WRITTEN REQUEST: Give only the number of lines in the following entries that contain the string "below".

[begin RECORDS PROVIDED]

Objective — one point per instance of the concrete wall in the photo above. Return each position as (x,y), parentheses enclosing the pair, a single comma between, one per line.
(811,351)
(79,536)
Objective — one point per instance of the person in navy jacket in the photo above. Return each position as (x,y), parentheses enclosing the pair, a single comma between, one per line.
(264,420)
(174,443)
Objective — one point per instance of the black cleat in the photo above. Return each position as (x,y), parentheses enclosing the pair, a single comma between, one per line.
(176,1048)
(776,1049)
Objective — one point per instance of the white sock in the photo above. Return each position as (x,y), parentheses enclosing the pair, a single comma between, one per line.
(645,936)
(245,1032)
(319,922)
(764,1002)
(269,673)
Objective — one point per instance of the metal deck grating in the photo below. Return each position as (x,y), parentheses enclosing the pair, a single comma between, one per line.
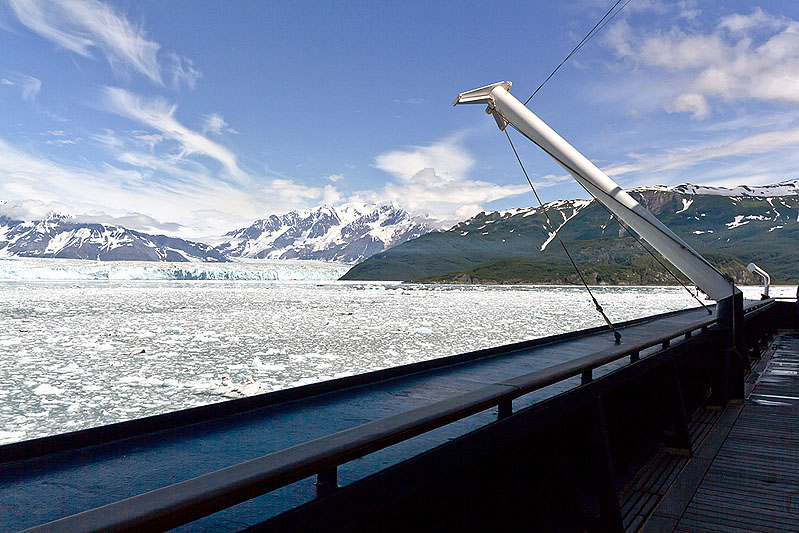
(642,494)
(751,483)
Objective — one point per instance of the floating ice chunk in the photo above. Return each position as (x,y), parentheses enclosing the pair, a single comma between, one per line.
(70,368)
(46,388)
(10,436)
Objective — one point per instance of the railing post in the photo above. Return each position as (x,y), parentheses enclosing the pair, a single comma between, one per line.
(504,409)
(681,439)
(610,518)
(327,482)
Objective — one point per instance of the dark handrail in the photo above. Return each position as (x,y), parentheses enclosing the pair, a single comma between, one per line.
(190,500)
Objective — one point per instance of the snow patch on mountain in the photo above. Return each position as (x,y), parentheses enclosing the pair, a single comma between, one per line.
(347,234)
(785,188)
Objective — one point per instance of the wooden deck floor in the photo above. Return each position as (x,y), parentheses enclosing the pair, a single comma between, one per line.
(745,474)
(44,488)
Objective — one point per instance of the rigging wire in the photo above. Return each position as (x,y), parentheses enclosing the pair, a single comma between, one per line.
(598,307)
(621,223)
(650,252)
(590,35)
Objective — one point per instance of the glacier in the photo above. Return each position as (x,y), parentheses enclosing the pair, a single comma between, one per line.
(37,269)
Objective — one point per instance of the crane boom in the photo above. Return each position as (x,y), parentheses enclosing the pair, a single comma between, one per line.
(507,109)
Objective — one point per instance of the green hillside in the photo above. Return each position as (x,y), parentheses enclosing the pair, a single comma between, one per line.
(500,247)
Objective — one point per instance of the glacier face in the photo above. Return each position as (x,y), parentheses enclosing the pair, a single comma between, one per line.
(59,236)
(35,269)
(347,234)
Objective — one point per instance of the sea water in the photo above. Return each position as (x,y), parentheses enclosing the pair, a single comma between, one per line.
(84,344)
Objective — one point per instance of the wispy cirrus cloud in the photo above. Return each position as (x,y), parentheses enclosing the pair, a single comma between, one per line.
(215,123)
(158,114)
(90,27)
(152,198)
(760,158)
(432,179)
(752,56)
(29,85)
(85,26)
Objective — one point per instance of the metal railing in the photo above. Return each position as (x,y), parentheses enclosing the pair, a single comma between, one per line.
(190,500)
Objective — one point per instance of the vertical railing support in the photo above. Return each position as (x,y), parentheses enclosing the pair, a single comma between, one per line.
(504,409)
(326,482)
(610,518)
(681,439)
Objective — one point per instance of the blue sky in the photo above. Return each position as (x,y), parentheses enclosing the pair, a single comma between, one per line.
(194,118)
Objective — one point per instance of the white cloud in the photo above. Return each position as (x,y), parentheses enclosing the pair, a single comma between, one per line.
(775,150)
(29,85)
(82,26)
(182,72)
(693,103)
(288,192)
(447,157)
(432,180)
(160,115)
(112,191)
(745,57)
(215,123)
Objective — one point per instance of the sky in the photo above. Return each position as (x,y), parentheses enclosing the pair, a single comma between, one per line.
(196,118)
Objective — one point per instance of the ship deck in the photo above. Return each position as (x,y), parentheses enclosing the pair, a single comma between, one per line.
(744,476)
(43,482)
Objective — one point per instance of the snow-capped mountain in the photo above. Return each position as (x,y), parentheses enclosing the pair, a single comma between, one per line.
(785,188)
(347,234)
(758,224)
(60,236)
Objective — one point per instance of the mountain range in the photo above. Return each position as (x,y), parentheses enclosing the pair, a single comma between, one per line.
(730,226)
(345,234)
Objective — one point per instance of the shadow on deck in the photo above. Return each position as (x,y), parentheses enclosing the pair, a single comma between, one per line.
(745,474)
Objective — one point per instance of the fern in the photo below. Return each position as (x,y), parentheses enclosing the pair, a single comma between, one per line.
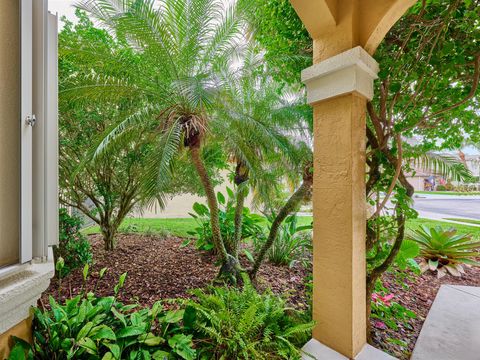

[end RECORDS PROVIDED]

ANSWER TO THIS EXERCISE: 2